[Start Record set]

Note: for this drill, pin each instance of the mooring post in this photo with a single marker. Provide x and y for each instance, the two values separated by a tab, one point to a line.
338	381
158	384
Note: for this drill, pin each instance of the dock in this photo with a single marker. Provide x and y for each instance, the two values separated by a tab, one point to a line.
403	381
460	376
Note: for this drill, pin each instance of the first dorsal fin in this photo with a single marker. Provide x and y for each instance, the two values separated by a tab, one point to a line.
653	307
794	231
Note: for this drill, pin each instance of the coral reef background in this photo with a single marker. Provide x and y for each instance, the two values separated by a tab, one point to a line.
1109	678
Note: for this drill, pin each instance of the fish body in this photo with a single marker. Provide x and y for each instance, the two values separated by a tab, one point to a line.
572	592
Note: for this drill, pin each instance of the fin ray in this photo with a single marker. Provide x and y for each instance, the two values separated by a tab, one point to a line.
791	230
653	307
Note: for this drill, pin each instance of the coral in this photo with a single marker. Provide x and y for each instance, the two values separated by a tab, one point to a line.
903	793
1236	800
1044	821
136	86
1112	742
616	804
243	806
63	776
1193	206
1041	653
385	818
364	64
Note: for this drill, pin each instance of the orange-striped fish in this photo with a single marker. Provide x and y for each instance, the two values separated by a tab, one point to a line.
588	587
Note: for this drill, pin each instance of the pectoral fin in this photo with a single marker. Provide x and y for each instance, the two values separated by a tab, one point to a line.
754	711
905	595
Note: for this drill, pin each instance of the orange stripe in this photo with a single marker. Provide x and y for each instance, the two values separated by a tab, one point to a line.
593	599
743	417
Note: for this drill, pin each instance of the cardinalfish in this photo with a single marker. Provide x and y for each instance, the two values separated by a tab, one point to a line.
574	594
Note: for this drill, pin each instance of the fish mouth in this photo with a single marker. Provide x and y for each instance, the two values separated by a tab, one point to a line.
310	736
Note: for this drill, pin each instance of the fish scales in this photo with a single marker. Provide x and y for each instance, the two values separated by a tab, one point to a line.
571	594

[End Record set]

Problem requirements:
Reproduce the stretch of items from the line containing "Note: for this drill, pin each instance of the orange stripe" through the end of the items, keeping each request line and adding 121 to every coordinate value in the answers.

Answer to this task:
Note: for this drill, pin each instance of the orange stripe in this photo with a single marker. Provide x and y for each instance, the two values separated by a tab, one point to a line.
714	720
864	538
Note: for this drill, pin each instance of the cardinalfish in this photo with a single marker. Provide x and y for each instance, the two values separated by a tab, one point to a line.
695	715
Note: for this drill, pin each instance of the fish mouth in this photo with a single marker. Provide x and y for each instance, the two values separated by a tab, one point to a line.
431	857
Note: for this drill, pin each instance of the fish scales in this photo with a single marker. Provide x and y for each instance, the two values separated by a tab, one point to a line.
692	715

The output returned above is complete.